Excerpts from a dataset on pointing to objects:
* Start *

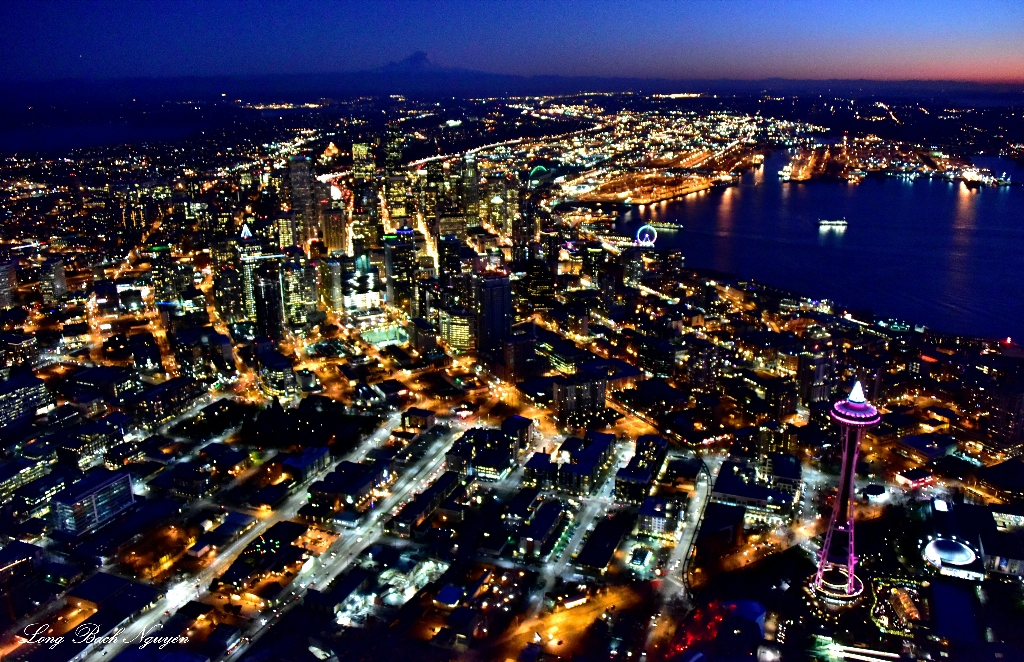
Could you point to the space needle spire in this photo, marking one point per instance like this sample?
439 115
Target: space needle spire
836 581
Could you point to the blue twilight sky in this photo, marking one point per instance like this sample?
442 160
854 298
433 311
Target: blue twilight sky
892 39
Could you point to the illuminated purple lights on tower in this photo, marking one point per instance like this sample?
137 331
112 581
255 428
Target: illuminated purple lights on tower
836 579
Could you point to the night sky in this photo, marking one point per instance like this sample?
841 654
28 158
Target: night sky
886 40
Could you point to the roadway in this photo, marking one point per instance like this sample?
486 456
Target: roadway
344 551
197 586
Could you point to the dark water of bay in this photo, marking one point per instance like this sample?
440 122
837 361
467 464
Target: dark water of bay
65 138
925 251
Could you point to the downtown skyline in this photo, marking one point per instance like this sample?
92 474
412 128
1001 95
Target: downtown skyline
944 41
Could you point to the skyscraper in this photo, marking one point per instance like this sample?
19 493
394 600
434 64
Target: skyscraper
268 302
52 281
333 221
367 229
400 267
836 581
364 167
469 193
394 141
91 502
300 178
250 252
298 281
8 279
287 235
228 295
332 283
493 303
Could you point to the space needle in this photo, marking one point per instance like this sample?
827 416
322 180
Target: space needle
836 581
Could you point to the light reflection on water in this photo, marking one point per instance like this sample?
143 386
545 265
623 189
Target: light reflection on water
927 251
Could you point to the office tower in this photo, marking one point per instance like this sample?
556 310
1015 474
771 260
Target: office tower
396 193
836 581
498 215
8 279
814 371
593 259
301 180
469 189
493 303
288 234
523 231
267 299
458 329
250 253
400 269
52 281
91 502
333 224
364 167
579 396
394 141
367 228
22 397
171 278
331 284
433 188
228 295
298 280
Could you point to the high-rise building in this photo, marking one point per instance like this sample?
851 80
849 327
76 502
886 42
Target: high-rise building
91 502
458 329
469 189
287 235
493 303
298 280
367 228
400 267
579 396
228 295
8 279
836 581
250 252
269 305
364 167
304 213
523 230
333 224
815 368
171 278
22 397
394 141
52 280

* End *

# [Written request]
Write out the lines above exactly as they appear, omitting the pictures.

# [Complete response]
Could you point to the space needle spire in this photo, marking one point per instance like this sample?
439 115
Target: space needle spire
836 581
Could you point to the blue twilight sky in this photo, marking one point per instance like this sample?
442 160
854 298
433 311
Target: blue twilight sky
892 39
Could you point to the illuminated purple lights on tower in this photo, marking one point per instance like this sample?
137 331
112 581
255 428
Target: illuminated purple lights on tower
836 579
Could you point to the night sky in this photo, marking one point per instance like this sample?
841 654
28 158
Target: night sky
886 40
Could you point to the roadway in this photo, marking one point per instance like this sample?
486 456
Target: roadway
344 551
197 586
Could you point to the dark water of bay in this photo, marking one point per instance like this sample?
440 122
837 361
467 464
Target: dark water of bay
65 138
925 251
Could you point to the downtown skyline in this photo, marking one point per instance like this sample?
92 474
412 128
1001 95
Target: downtown skyline
944 41
Could you point to the skyscraper in this photo, marking one point per instance like this sample?
19 493
394 600
434 64
Target: skyscraper
268 302
52 281
333 221
367 229
400 267
836 581
364 167
469 193
394 141
91 502
300 178
250 252
298 281
8 279
287 235
228 295
332 283
493 303
Could you point to the space needle in this photo, marking one point per instance like this sample?
827 416
322 180
Target: space needle
836 581
Could you point to the light reflection on water in this photo, marking one point per instance like this sample?
143 386
545 265
623 189
Target: light reflection on water
927 251
Could you point to the office tower in this photo, marking one point per instance like this sample?
556 310
1015 474
771 260
Target: office tower
396 193
836 581
498 215
8 279
814 371
593 259
301 180
469 189
493 303
288 234
523 231
267 299
458 329
250 253
400 269
52 281
91 502
333 224
364 167
579 396
394 141
367 228
22 397
171 278
331 284
433 188
228 295
298 280
Could you point to the high-rise building in this photo, marking one point per instance like this sample?
851 80
849 327
76 502
886 42
Target: high-rise building
91 502
458 329
469 189
287 235
493 303
298 280
367 228
400 267
579 396
228 295
8 279
836 581
250 252
269 305
364 167
304 213
523 230
333 224
815 368
171 278
22 397
394 141
52 280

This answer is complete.